[Records from a dataset]
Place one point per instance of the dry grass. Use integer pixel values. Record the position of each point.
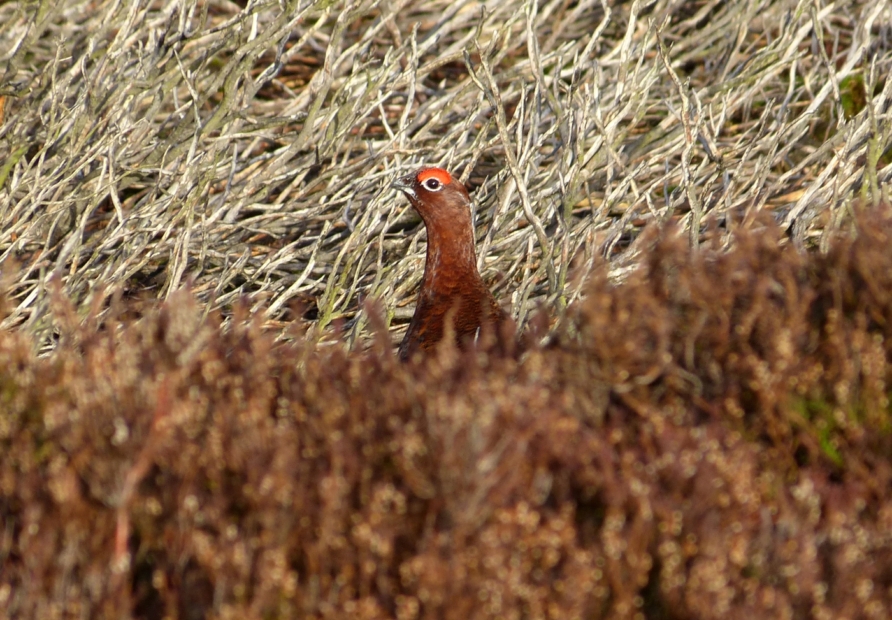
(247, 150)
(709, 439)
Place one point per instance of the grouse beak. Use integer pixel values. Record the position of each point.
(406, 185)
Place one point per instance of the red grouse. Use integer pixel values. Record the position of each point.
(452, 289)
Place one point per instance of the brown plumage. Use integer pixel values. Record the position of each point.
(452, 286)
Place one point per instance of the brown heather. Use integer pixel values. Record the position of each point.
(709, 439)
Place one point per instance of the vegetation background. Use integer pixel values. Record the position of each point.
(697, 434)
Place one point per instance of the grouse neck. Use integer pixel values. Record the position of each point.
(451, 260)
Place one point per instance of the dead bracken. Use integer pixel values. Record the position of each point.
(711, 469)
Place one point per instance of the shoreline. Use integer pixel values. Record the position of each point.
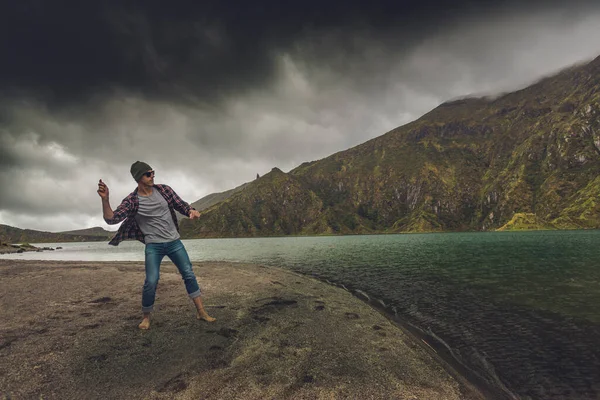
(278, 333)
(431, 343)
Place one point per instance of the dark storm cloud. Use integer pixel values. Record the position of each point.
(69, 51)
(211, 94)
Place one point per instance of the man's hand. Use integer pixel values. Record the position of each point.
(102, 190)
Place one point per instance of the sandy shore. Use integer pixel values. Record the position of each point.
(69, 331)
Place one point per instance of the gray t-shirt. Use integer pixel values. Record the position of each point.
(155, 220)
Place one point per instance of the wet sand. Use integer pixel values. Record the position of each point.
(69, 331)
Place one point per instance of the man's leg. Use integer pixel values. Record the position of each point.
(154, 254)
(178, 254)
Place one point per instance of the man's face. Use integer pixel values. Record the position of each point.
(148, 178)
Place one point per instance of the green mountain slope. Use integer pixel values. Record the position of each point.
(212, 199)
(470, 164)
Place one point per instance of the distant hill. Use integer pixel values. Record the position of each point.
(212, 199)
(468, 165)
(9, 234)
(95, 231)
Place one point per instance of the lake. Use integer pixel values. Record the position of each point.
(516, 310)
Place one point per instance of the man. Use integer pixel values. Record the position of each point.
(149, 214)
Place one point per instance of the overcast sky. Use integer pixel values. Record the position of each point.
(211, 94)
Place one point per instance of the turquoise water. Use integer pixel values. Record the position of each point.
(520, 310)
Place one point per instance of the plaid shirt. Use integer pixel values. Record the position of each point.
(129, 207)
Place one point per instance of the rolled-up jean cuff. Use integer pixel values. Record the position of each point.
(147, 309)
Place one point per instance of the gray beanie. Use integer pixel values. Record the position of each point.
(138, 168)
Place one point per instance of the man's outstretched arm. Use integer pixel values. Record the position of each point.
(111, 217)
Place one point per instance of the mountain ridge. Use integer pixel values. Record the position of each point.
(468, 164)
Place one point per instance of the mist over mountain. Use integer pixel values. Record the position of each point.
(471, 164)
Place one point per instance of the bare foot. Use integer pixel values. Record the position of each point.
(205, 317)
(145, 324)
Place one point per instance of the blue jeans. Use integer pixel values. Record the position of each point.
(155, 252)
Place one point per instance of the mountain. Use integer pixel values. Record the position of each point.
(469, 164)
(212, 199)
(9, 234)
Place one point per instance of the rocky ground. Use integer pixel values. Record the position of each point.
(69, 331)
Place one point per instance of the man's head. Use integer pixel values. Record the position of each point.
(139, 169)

▶ _To do_:
Excluding the pictures, reproduce every entry exactly as given.

▶ _Exercise answer_:
Place one point per instance of the dry grass. Use integer pixel values. Record the position of each point.
(247, 150)
(709, 439)
Place one point per instance of the grouse beak. Use integer pixel values. Record the position of each point.
(406, 185)
Place one point per instance of the red grouse. Use integer pixel values. Record the position of each point.
(452, 289)
Place one point per instance of the brown plumage. Use integer pixel values. Record the position of each point.
(452, 286)
Place one point per instance of the brown heather. Use integer pixel values. Record the position of each point.
(709, 439)
Place one point per instance of the vegetation background. Use integer pixel values. Record the position of each point.
(697, 434)
Place one point per instance of the grouse neck. Use integer pixel values. Record the position of each point.
(451, 260)
Place one point per instance of the dead bracken. Use integer pixel values. Record the position of each point.
(711, 469)
Place one point per instance of the shoreline. Use integer pixel values. Record the position of each point.
(278, 333)
(431, 343)
Place one point per instance of the dark storm cloud. Use integer pixel values. Record the position of each point.
(69, 51)
(211, 94)
Place one point per instance of the man's hand. Use integer pixel values. Record the position of each point.
(102, 190)
Place one point per instance of the sandy shore. Use integer pixel values. Record the position of each point.
(69, 331)
Place one point per instance of the gray t-shirt. Use integer pixel values. Record the position of each point.
(155, 220)
Place one point per instance of the wet sand. Use integer pixel values. Record the position of each point.
(69, 331)
Place one point per instance of the man's leg. Use integer pixel values. Record the position of each point.
(154, 254)
(178, 254)
Place one point per instance of the man's face. Use integer pixel values. Record the position of each point.
(148, 178)
Place one point per instance of the green mountain slope. Use integer pixel values. Record the position of each point.
(212, 199)
(470, 164)
Place one point per instance of the distant hill. Use integer pixel values. Record the position of each point.
(212, 199)
(468, 165)
(9, 234)
(95, 231)
Place one point per instance of the lake. Use integer pixel values. Record the position of each point.
(516, 310)
Place one point per instance of the man. Use integer pixel values. Record the position of each point.
(149, 214)
Place one point per instance of the overcast sky. Use integer pixel values. Record the position of each point.
(211, 94)
Place one point per instance of the turquoise water. Use integer pixel values. Record the position of each point.
(520, 310)
Place one point per instance of the plaid shirt. Use integer pixel values. Record the position of each point.
(129, 207)
Place one point per instance of the rolled-up jean cuff. Use integer pixel values. Record the position of each point.
(147, 309)
Place one point per instance of the gray beanie. Use integer pixel values. Record the position of each point.
(138, 168)
Place one point per instance of the man's outstretched arm. Use integer pixel values. Record the position of each point.
(111, 217)
Place one point per instance of the mountain ridge. Use integer pixel values. Record the position of each point.
(468, 164)
Place one point per instance of the mist over mountain. Use integer pixel values. Record the position of each point.
(471, 164)
Place one point per instance of the bare foot. Use integer pixel values. Record the position of each point.
(205, 317)
(145, 324)
Place one point per instance of the blue jeans. Use integer pixel values. Record the position of each point.
(155, 252)
Place one point per instance of the mountain. Use integer pixel values. Record the position of each point.
(469, 164)
(212, 199)
(9, 234)
Place one point per instance of the rocky ground. Use integer pixel values. Record the position of each point.
(69, 331)
Place one point per instance of the man's head. Use integer pixel values. Record the position of each point.
(139, 169)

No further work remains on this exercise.